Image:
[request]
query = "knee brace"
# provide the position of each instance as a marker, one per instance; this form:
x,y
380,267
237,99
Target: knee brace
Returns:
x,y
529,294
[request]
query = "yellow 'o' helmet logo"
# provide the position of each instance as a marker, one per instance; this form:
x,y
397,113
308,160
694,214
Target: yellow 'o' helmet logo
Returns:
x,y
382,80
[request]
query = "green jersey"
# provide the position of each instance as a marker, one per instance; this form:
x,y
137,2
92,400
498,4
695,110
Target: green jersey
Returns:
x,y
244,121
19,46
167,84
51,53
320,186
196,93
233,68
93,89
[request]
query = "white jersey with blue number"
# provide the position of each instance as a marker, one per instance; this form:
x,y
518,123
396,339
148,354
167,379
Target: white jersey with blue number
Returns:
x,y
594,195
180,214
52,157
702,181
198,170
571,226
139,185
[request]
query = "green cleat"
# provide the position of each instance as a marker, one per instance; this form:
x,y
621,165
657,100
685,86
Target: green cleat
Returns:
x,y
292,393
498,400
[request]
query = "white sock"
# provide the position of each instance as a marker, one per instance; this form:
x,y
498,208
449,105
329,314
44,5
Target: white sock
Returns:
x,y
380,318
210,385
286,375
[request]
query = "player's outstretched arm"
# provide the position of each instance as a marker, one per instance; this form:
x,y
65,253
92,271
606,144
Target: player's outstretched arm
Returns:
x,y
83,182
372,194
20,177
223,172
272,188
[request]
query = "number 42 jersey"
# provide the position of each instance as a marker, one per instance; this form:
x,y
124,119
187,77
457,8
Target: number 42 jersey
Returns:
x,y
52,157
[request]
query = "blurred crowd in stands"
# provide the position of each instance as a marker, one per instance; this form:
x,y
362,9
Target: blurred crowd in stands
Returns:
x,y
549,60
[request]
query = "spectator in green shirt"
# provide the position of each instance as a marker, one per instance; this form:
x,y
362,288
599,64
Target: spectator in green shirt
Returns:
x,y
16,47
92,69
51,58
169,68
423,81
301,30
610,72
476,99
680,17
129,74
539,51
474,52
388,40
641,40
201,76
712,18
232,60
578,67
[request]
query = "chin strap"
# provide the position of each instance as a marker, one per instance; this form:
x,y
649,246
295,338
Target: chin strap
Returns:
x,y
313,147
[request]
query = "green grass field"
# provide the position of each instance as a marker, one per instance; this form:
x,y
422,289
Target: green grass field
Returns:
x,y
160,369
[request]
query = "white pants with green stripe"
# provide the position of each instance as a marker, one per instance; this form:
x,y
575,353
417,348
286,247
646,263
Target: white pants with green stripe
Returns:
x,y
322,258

→ **Task statement**
Set down every line of the listing above again, exactly as given.

→ **Correct output**
Image:
[request]
query = "knee brace"
# provide the position of each instance as a marker, one per instance; this form:
x,y
380,267
237,99
Target: knee brace
Returns:
x,y
529,294
[request]
query = "yellow 'o' helmet logo"
# provide the position of each instance as a marker, one per instance; this form:
x,y
397,113
308,160
694,214
Target: yellow 'o' helmet logo
Returns:
x,y
382,80
[request]
query = "green jersey"
# provide the position of each instance as a marker, one per instance; this form:
x,y
137,2
92,400
498,4
695,110
Target: green jersey
Returns:
x,y
244,121
19,46
167,84
51,53
320,186
196,93
233,68
93,89
[request]
query = "white jersey with blue number"
# provide the position of each instance as a marker, one per instance; this form:
x,y
518,123
396,339
148,354
167,379
Target: white jersey with blue number
Returns:
x,y
594,195
180,214
52,157
702,181
198,170
571,226
139,185
[request]
query = "green cleat"
# provide the position of each instance as a marker, one per instance; this form:
x,y
621,165
657,100
685,86
Target: green cleat
Returns:
x,y
292,393
498,400
[request]
query = "white sock"
# provide the position of each instance as a marker, one per instance; this form:
x,y
498,208
449,105
329,314
44,5
Target: white sock
Returns:
x,y
380,318
210,385
286,375
[request]
query = "player's outstretched arm"
# provide the position of each instance as a marker, one per instance; this form:
x,y
65,253
92,271
606,144
Target: player's outstretched arm
Returns:
x,y
83,182
372,194
20,177
223,172
272,188
[request]
query = "number 42 jersey"
# provide the position of each instance as a marker, one per instance; this form:
x,y
124,119
187,77
457,8
Target: number 42 jersey
Returns:
x,y
52,157
[request]
query = "blurred crowd in stands"
# provide the position of each instance as a marker, one per instance; this form:
x,y
362,9
Target: blurred crowd in stands
Returns:
x,y
549,60
[request]
query = "spectator in green shirt"
# provide the position of each instance as a marker, one per instance; this form:
x,y
362,288
599,64
Target: spectator in green shirt
Returns:
x,y
16,47
92,69
51,58
169,68
423,81
301,30
610,72
476,99
680,17
129,74
539,51
474,52
388,40
641,40
201,76
712,18
232,60
578,67
[request]
query = "chin strap"
# provide the position of each instance as a marker, one per instance; this form:
x,y
649,246
295,338
Target: chin strap
Returns:
x,y
313,147
[request]
query = "green grass field"
# provide the position of each instance as a marker, one per instance; this form:
x,y
422,289
Target: green grass field
Returns:
x,y
160,369
[request]
query = "white pants with green stripe"
# provide the position of each instance as a marker, one per instance; this form:
x,y
575,353
417,348
286,247
646,263
Target: white pants with green stripe
Returns:
x,y
322,258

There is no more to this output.